▶ **Stated problem**: Copy the records word for word, from the line with "Where can you see the black work" through the final line of the records, including both of those lines.

▶ **Data in this exercise**:
^^^^
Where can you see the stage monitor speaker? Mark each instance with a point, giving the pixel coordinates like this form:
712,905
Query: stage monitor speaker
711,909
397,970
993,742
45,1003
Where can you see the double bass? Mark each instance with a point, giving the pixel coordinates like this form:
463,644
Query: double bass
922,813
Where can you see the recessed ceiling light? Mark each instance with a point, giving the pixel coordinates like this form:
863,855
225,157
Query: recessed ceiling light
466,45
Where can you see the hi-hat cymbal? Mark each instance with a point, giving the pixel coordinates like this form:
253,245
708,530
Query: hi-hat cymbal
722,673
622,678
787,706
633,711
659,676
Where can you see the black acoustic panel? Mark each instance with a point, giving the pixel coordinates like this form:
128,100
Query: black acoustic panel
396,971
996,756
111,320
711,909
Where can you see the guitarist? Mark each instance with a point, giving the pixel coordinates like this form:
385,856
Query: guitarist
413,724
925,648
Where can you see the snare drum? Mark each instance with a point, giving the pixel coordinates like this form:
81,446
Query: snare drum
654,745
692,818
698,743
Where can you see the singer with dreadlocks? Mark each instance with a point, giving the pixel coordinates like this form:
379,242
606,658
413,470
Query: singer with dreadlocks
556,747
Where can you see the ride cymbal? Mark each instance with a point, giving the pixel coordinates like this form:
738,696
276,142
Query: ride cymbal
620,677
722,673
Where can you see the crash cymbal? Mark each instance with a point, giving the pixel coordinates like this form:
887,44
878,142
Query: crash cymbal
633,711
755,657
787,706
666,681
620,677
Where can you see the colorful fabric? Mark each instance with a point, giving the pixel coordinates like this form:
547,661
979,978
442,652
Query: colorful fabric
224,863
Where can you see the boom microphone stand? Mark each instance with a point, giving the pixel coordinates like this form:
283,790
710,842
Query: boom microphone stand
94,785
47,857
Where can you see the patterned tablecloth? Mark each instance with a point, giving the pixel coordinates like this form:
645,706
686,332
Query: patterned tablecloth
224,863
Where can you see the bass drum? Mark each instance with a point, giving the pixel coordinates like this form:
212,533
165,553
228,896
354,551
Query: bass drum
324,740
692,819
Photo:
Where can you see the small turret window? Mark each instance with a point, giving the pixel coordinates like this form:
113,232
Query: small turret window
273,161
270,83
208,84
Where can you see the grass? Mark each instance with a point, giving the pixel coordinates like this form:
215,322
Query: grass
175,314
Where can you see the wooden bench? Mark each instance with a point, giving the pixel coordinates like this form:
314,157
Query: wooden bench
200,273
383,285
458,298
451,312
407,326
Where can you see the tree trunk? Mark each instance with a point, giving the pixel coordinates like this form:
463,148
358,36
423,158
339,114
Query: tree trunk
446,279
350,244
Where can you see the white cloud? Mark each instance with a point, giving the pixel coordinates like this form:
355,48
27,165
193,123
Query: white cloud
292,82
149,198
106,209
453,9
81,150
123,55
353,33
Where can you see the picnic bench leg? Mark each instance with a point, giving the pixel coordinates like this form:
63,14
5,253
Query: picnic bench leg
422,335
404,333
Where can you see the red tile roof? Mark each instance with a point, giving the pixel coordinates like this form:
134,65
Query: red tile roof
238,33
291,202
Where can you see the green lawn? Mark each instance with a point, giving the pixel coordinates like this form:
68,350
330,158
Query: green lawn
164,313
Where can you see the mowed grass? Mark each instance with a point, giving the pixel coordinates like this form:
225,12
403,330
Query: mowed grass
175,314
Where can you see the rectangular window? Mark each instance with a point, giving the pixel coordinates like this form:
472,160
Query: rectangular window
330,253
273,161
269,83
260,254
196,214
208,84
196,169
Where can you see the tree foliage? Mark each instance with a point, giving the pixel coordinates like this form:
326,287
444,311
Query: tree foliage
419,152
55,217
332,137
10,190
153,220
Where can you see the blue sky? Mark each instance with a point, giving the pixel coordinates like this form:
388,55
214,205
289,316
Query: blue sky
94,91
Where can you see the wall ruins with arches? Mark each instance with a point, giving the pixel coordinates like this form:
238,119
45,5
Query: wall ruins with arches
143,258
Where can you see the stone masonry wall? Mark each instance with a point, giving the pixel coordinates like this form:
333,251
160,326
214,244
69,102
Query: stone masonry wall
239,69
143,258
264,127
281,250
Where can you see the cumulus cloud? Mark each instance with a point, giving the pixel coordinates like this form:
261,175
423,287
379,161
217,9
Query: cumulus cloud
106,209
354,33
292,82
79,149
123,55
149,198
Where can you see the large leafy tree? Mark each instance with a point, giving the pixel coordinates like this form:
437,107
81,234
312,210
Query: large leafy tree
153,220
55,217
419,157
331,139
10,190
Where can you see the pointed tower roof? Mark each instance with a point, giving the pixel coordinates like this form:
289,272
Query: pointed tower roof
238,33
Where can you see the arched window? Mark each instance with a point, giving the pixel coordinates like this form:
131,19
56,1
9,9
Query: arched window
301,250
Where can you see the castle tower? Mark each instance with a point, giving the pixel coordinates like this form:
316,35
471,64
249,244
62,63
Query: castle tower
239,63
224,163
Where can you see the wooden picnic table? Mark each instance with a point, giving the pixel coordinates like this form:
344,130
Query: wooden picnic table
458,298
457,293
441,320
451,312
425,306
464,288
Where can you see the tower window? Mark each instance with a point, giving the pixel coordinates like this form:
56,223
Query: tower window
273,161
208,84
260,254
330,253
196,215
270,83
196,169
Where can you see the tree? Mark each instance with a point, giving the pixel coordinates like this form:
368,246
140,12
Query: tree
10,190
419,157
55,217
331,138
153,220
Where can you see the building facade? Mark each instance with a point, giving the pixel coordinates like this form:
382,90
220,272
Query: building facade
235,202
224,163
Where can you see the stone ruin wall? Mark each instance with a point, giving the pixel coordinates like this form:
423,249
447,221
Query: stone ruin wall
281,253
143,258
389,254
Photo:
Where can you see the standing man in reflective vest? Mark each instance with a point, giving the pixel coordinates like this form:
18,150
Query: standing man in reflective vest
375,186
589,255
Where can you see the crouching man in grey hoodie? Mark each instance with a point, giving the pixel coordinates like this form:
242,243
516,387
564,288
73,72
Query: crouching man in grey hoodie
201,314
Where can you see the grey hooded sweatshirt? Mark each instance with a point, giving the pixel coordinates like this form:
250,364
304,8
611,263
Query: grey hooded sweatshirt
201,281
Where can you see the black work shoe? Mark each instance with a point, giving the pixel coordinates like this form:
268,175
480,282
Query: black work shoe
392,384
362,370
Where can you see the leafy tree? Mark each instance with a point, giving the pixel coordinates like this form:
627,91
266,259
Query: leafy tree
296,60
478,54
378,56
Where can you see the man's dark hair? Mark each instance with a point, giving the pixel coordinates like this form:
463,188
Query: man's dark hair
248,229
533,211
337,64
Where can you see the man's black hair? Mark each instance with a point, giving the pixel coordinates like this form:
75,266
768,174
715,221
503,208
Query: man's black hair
^^^^
▶ **Exercise answer**:
Where can you see the black work shoe? Mark each instance with a point, giving the pixel coordinates like this form:
268,175
480,282
Query: black work shoe
392,384
362,370
Where can you see the leafy tree? Mark each instance with a point, giving the pixel coordinates like this form:
627,91
266,259
Query: leafy tree
296,60
478,54
378,56
Where can you see the man's dark hair? Mark each instance with a point, giving the pixel coordinates like this form:
463,188
Query: man's dark hair
248,229
533,211
337,64
Where can you see the man's black hair? Mark each instance with a point, giving the pixel coordinates like this form:
75,266
768,174
715,221
503,208
Query: man's black hair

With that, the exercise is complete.